**Given instruction:** Which lines of the data below contain the string "clear"? Return each of them in full.

**** Extracted data ****

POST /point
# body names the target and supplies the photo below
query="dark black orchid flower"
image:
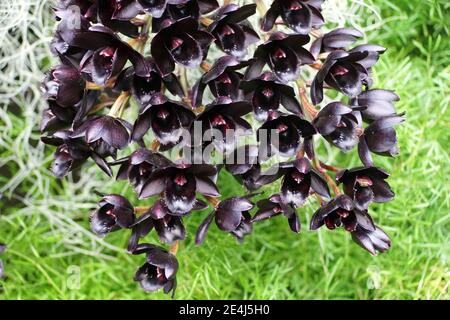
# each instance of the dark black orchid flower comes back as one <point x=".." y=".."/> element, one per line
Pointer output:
<point x="340" y="125"/>
<point x="56" y="117"/>
<point x="191" y="8"/>
<point x="87" y="8"/>
<point x="299" y="181"/>
<point x="282" y="134"/>
<point x="70" y="21"/>
<point x="166" y="118"/>
<point x="232" y="31"/>
<point x="156" y="8"/>
<point x="380" y="138"/>
<point x="337" y="39"/>
<point x="64" y="85"/>
<point x="144" y="88"/>
<point x="364" y="185"/>
<point x="168" y="225"/>
<point x="115" y="212"/>
<point x="182" y="42"/>
<point x="267" y="94"/>
<point x="372" y="240"/>
<point x="231" y="215"/>
<point x="284" y="54"/>
<point x="274" y="206"/>
<point x="243" y="164"/>
<point x="107" y="54"/>
<point x="159" y="270"/>
<point x="299" y="15"/>
<point x="222" y="79"/>
<point x="341" y="211"/>
<point x="373" y="54"/>
<point x="116" y="15"/>
<point x="222" y="123"/>
<point x="342" y="71"/>
<point x="179" y="184"/>
<point x="2" y="268"/>
<point x="104" y="134"/>
<point x="70" y="153"/>
<point x="377" y="103"/>
<point x="139" y="166"/>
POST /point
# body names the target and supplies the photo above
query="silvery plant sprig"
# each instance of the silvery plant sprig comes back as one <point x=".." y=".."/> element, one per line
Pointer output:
<point x="201" y="76"/>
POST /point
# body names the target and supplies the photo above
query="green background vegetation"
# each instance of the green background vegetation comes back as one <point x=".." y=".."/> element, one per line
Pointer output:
<point x="44" y="221"/>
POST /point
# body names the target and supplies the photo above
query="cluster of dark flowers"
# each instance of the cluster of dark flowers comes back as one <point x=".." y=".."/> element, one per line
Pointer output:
<point x="116" y="54"/>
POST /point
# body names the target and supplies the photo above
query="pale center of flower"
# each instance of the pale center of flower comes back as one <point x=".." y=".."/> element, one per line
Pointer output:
<point x="180" y="179"/>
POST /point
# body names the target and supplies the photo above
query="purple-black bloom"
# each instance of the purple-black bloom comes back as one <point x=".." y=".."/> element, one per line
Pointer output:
<point x="64" y="85"/>
<point x="159" y="270"/>
<point x="222" y="122"/>
<point x="166" y="118"/>
<point x="298" y="15"/>
<point x="274" y="206"/>
<point x="380" y="138"/>
<point x="344" y="72"/>
<point x="267" y="95"/>
<point x="2" y="268"/>
<point x="340" y="125"/>
<point x="115" y="212"/>
<point x="341" y="211"/>
<point x="168" y="225"/>
<point x="232" y="31"/>
<point x="222" y="79"/>
<point x="337" y="39"/>
<point x="231" y="215"/>
<point x="156" y="8"/>
<point x="372" y="240"/>
<point x="139" y="166"/>
<point x="179" y="184"/>
<point x="377" y="103"/>
<point x="145" y="87"/>
<point x="283" y="134"/>
<point x="284" y="54"/>
<point x="191" y="8"/>
<point x="299" y="181"/>
<point x="364" y="185"/>
<point x="180" y="42"/>
<point x="107" y="54"/>
<point x="243" y="164"/>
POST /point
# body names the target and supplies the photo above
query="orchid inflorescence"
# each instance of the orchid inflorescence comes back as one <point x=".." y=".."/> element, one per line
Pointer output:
<point x="117" y="54"/>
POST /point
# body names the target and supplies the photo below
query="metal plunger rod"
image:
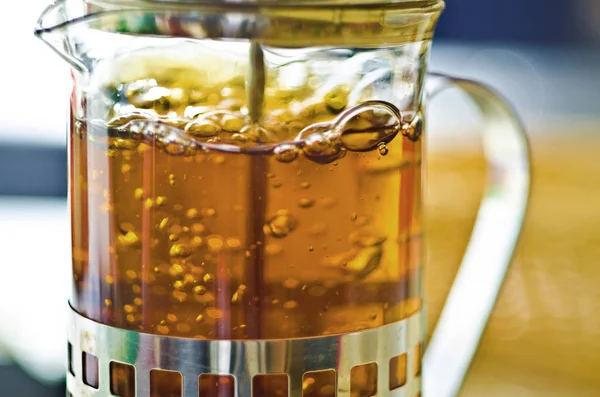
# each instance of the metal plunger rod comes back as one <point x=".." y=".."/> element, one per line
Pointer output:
<point x="257" y="191"/>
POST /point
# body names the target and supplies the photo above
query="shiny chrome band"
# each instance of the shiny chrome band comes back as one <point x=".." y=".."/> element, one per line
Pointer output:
<point x="244" y="358"/>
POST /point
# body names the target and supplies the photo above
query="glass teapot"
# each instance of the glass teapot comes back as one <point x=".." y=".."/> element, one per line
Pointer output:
<point x="246" y="206"/>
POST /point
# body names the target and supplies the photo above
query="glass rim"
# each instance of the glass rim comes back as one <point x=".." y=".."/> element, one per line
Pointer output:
<point x="409" y="4"/>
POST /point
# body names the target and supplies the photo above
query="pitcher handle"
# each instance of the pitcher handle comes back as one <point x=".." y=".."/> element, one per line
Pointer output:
<point x="491" y="247"/>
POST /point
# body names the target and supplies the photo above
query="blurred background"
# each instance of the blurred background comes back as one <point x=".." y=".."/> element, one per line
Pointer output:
<point x="543" y="337"/>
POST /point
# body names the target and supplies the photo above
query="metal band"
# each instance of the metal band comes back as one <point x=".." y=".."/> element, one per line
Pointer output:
<point x="244" y="359"/>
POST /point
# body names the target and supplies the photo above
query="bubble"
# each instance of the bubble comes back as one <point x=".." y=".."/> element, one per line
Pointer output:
<point x="138" y="193"/>
<point x="232" y="123"/>
<point x="125" y="168"/>
<point x="318" y="229"/>
<point x="202" y="128"/>
<point x="171" y="318"/>
<point x="199" y="290"/>
<point x="240" y="138"/>
<point x="198" y="228"/>
<point x="414" y="129"/>
<point x="149" y="203"/>
<point x="160" y="201"/>
<point x="286" y="153"/>
<point x="317" y="290"/>
<point x="215" y="243"/>
<point x="273" y="249"/>
<point x="381" y="122"/>
<point x="129" y="239"/>
<point x="280" y="225"/>
<point x="233" y="244"/>
<point x="178" y="284"/>
<point x="209" y="212"/>
<point x="213" y="312"/>
<point x="208" y="278"/>
<point x="236" y="297"/>
<point x="291" y="283"/>
<point x="290" y="304"/>
<point x="192" y="213"/>
<point x="179" y="296"/>
<point x="382" y="148"/>
<point x="175" y="269"/>
<point x="365" y="262"/>
<point x="322" y="150"/>
<point x="162" y="329"/>
<point x="337" y="99"/>
<point x="180" y="251"/>
<point x="306" y="202"/>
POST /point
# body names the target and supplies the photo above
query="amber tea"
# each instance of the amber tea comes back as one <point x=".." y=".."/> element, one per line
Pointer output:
<point x="208" y="225"/>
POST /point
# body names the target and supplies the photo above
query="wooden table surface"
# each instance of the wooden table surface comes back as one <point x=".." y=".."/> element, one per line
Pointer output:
<point x="543" y="338"/>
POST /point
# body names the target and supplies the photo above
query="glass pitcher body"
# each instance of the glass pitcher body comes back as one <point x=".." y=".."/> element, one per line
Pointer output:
<point x="245" y="194"/>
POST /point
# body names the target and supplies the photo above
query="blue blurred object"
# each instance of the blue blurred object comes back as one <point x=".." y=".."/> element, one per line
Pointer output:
<point x="520" y="21"/>
<point x="29" y="170"/>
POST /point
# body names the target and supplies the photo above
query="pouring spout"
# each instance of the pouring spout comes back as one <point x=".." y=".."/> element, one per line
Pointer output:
<point x="52" y="28"/>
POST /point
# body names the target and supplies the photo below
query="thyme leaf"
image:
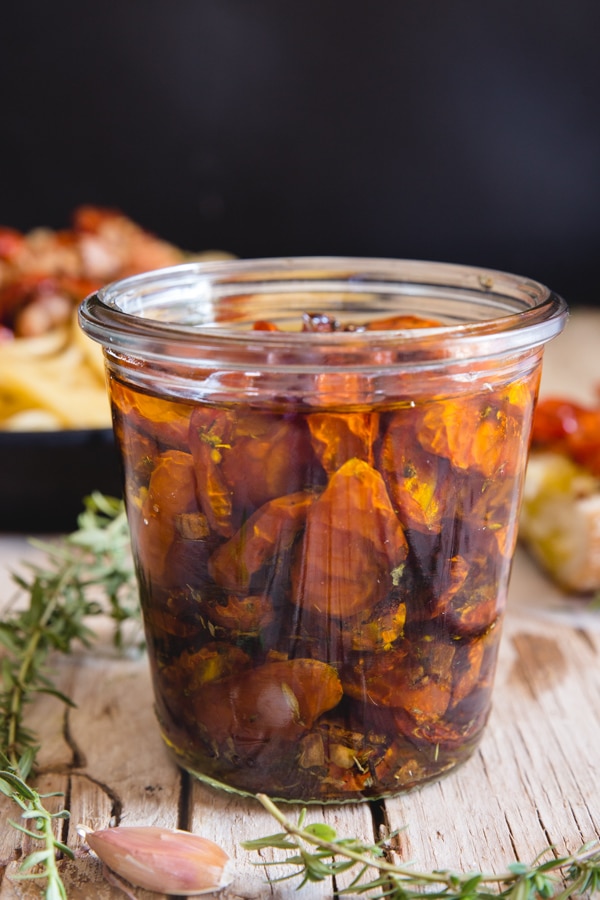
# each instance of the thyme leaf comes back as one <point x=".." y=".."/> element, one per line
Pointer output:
<point x="316" y="853"/>
<point x="87" y="573"/>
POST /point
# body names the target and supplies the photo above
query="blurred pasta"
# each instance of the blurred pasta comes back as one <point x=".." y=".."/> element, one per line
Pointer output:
<point x="51" y="374"/>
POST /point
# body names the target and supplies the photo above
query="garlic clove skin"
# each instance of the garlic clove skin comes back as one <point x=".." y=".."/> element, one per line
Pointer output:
<point x="164" y="860"/>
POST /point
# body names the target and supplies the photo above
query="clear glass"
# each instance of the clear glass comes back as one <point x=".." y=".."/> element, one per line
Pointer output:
<point x="323" y="462"/>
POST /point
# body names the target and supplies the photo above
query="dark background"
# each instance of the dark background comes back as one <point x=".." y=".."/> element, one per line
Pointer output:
<point x="467" y="131"/>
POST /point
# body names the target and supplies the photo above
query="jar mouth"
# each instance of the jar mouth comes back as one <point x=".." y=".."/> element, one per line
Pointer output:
<point x="204" y="311"/>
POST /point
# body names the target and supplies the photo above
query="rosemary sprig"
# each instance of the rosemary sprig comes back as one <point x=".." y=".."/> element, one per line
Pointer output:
<point x="317" y="853"/>
<point x="86" y="573"/>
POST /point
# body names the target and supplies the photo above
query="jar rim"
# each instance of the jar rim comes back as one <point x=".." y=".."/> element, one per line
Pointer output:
<point x="512" y="312"/>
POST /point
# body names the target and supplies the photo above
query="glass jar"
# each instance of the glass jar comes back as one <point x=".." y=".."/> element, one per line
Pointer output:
<point x="323" y="462"/>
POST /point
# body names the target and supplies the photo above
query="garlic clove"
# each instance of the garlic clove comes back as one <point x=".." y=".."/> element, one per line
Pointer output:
<point x="164" y="860"/>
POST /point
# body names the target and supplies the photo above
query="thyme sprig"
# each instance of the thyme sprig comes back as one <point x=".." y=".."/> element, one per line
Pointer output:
<point x="41" y="828"/>
<point x="317" y="853"/>
<point x="87" y="573"/>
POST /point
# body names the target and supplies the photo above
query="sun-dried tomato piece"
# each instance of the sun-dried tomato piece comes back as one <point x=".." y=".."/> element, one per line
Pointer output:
<point x="352" y="544"/>
<point x="267" y="534"/>
<point x="164" y="421"/>
<point x="254" y="713"/>
<point x="338" y="437"/>
<point x="417" y="480"/>
<point x="171" y="492"/>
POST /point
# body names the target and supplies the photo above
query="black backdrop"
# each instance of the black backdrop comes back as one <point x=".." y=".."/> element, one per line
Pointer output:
<point x="462" y="130"/>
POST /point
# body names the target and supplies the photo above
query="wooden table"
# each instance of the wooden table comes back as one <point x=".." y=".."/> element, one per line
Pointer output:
<point x="534" y="781"/>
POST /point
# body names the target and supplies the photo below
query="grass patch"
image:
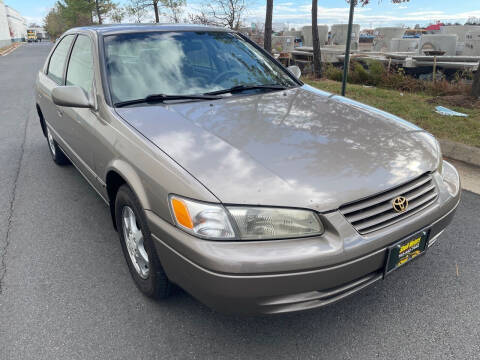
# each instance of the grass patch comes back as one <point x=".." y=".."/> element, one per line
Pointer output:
<point x="414" y="108"/>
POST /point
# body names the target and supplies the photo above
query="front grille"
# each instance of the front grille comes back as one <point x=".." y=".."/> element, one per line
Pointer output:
<point x="376" y="212"/>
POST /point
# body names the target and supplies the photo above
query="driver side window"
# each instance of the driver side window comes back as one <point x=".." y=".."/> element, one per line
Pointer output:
<point x="80" y="66"/>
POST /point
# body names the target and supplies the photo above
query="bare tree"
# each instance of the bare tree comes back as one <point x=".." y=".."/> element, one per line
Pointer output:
<point x="317" y="55"/>
<point x="200" y="18"/>
<point x="174" y="9"/>
<point x="146" y="4"/>
<point x="103" y="8"/>
<point x="227" y="13"/>
<point x="476" y="83"/>
<point x="117" y="14"/>
<point x="136" y="10"/>
<point x="267" y="39"/>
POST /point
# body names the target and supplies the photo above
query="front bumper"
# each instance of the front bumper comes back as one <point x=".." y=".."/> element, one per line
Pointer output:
<point x="277" y="276"/>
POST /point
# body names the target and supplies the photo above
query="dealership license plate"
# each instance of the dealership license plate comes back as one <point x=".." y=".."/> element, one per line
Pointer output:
<point x="406" y="250"/>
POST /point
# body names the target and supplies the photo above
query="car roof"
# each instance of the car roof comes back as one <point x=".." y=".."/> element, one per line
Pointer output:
<point x="127" y="28"/>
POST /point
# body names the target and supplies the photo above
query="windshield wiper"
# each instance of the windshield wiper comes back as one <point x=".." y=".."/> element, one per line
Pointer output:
<point x="162" y="97"/>
<point x="240" y="88"/>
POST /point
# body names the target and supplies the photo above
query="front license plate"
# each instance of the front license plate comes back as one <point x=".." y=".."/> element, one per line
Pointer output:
<point x="406" y="250"/>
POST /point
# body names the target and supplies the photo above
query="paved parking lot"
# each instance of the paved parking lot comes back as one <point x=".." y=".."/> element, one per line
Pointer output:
<point x="65" y="291"/>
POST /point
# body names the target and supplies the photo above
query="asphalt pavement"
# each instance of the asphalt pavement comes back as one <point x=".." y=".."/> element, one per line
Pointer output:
<point x="65" y="290"/>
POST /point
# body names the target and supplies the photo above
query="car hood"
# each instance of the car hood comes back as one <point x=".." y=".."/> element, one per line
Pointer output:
<point x="301" y="147"/>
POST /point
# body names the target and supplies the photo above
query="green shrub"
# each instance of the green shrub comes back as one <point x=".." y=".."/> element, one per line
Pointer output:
<point x="377" y="72"/>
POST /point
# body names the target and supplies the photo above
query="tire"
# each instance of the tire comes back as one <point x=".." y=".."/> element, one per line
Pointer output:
<point x="58" y="156"/>
<point x="149" y="275"/>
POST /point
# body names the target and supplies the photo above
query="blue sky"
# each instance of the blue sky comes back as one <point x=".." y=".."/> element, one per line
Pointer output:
<point x="297" y="12"/>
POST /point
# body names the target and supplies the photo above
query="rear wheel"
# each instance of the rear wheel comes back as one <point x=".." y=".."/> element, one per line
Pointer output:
<point x="138" y="247"/>
<point x="57" y="154"/>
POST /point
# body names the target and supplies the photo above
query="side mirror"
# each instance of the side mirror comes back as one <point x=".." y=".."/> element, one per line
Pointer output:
<point x="71" y="96"/>
<point x="295" y="70"/>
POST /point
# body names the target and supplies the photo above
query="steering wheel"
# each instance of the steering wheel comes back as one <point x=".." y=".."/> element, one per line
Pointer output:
<point x="222" y="76"/>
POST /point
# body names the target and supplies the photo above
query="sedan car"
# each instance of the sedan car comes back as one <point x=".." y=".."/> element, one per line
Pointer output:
<point x="228" y="176"/>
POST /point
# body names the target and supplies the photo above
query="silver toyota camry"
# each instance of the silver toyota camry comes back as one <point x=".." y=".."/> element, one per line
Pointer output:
<point x="228" y="176"/>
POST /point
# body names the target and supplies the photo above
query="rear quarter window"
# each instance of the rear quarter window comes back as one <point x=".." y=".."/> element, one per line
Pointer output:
<point x="56" y="66"/>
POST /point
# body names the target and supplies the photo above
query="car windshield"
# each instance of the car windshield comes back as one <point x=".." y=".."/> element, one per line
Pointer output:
<point x="185" y="63"/>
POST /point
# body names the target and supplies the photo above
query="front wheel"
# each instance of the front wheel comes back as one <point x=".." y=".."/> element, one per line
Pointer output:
<point x="138" y="247"/>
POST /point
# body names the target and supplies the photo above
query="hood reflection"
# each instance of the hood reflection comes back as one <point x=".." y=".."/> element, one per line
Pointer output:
<point x="288" y="148"/>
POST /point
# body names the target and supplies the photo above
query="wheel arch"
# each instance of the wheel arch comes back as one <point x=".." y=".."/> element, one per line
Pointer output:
<point x="119" y="173"/>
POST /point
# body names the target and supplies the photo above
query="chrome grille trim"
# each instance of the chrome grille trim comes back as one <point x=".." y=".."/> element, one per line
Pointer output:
<point x="376" y="212"/>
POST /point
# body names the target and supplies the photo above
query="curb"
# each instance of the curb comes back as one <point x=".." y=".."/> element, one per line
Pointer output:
<point x="461" y="152"/>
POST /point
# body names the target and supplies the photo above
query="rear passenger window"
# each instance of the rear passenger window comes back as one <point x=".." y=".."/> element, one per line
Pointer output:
<point x="80" y="66"/>
<point x="58" y="59"/>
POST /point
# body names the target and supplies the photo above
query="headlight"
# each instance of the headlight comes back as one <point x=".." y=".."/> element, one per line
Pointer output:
<point x="216" y="222"/>
<point x="203" y="220"/>
<point x="274" y="223"/>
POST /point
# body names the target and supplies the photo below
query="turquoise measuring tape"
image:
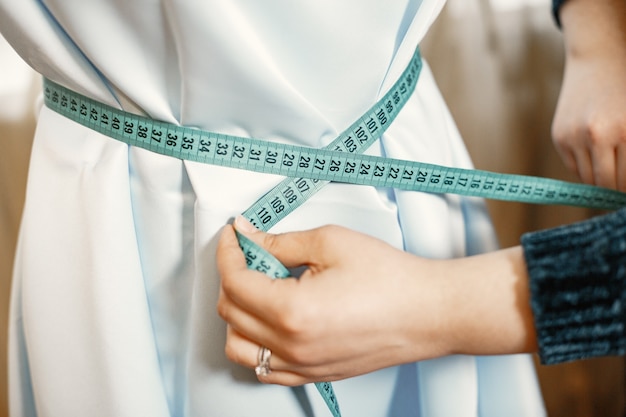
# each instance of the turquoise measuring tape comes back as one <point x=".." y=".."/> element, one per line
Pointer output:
<point x="308" y="169"/>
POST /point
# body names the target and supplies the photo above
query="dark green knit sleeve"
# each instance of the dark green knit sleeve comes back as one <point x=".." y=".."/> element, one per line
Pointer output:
<point x="578" y="288"/>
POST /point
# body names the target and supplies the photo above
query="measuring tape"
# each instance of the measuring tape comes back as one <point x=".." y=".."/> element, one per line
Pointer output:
<point x="308" y="169"/>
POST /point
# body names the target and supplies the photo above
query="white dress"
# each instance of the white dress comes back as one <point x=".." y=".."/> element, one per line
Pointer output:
<point x="115" y="287"/>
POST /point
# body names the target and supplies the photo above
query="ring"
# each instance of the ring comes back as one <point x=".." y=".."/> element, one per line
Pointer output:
<point x="263" y="368"/>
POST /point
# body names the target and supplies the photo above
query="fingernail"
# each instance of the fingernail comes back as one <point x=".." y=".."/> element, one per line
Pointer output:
<point x="244" y="225"/>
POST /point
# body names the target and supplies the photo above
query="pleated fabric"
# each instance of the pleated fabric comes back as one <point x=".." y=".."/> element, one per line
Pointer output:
<point x="115" y="286"/>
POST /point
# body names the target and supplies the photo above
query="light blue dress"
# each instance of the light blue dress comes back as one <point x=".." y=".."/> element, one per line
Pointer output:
<point x="115" y="286"/>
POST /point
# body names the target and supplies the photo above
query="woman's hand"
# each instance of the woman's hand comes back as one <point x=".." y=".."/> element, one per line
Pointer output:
<point x="362" y="305"/>
<point x="355" y="309"/>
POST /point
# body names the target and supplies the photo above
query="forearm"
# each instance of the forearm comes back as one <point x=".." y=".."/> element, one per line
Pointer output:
<point x="489" y="304"/>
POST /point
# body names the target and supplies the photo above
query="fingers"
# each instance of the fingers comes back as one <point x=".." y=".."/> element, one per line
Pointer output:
<point x="241" y="289"/>
<point x="244" y="352"/>
<point x="292" y="249"/>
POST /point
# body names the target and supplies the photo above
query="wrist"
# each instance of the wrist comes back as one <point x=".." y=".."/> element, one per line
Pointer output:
<point x="490" y="299"/>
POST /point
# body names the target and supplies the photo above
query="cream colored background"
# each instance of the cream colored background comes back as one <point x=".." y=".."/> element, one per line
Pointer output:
<point x="499" y="64"/>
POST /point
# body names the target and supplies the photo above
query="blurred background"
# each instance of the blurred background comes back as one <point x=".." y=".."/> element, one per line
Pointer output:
<point x="499" y="65"/>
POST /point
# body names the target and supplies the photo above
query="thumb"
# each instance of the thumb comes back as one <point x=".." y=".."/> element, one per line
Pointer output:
<point x="291" y="249"/>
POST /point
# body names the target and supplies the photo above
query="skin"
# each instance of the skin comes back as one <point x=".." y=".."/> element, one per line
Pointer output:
<point x="589" y="126"/>
<point x="346" y="316"/>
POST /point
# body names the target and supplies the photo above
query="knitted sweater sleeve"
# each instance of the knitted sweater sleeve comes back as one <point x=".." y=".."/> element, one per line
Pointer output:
<point x="578" y="288"/>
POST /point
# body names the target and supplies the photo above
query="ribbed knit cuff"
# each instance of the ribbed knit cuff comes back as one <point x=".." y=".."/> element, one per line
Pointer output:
<point x="577" y="286"/>
<point x="556" y="6"/>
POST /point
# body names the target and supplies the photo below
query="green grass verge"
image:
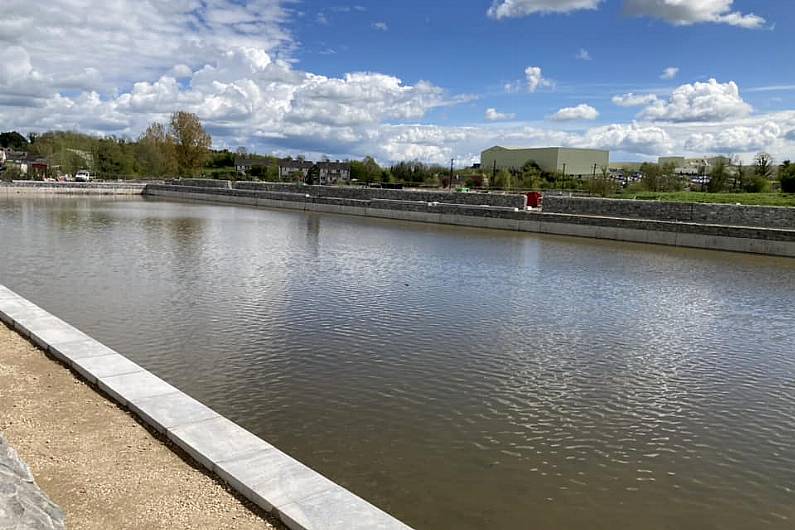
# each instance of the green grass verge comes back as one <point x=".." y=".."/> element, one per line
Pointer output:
<point x="757" y="199"/>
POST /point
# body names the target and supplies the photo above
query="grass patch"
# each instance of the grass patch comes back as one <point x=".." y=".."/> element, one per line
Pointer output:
<point x="753" y="199"/>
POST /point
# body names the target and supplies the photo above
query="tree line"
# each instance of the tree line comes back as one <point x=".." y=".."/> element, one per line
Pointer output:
<point x="180" y="147"/>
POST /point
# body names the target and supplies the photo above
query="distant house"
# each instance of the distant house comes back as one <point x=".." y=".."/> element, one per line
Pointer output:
<point x="333" y="172"/>
<point x="296" y="170"/>
<point x="21" y="160"/>
<point x="243" y="164"/>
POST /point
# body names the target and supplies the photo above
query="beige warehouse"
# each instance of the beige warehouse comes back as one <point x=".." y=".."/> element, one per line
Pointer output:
<point x="571" y="161"/>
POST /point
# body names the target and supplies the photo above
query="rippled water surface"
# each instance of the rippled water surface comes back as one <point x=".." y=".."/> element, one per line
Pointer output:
<point x="458" y="378"/>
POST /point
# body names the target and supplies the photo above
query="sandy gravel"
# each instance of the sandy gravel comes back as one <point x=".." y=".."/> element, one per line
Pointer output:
<point x="93" y="459"/>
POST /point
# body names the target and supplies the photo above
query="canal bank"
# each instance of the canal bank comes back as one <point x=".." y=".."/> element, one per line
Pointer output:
<point x="733" y="228"/>
<point x="88" y="454"/>
<point x="95" y="461"/>
<point x="747" y="239"/>
<point x="36" y="188"/>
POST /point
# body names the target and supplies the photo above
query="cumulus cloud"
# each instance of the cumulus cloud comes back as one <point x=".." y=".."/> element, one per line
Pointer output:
<point x="633" y="138"/>
<point x="236" y="72"/>
<point x="493" y="115"/>
<point x="710" y="101"/>
<point x="634" y="100"/>
<point x="689" y="12"/>
<point x="580" y="112"/>
<point x="735" y="139"/>
<point x="522" y="8"/>
<point x="536" y="79"/>
<point x="669" y="73"/>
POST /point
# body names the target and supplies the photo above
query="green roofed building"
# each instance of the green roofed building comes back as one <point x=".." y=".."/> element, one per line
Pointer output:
<point x="567" y="160"/>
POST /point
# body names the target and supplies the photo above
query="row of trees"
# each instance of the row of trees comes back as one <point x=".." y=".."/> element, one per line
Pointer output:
<point x="179" y="148"/>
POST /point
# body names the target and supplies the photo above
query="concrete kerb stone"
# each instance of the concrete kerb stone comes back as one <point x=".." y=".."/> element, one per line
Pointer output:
<point x="127" y="388"/>
<point x="168" y="411"/>
<point x="99" y="367"/>
<point x="304" y="499"/>
<point x="335" y="508"/>
<point x="79" y="349"/>
<point x="272" y="478"/>
<point x="215" y="440"/>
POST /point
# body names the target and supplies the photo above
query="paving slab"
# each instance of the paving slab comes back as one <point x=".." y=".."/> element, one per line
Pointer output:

****

**Solution to this problem:**
query="clear glass"
# each instance of the clear glass comes back as one <point x=".." y=".."/> element, one per line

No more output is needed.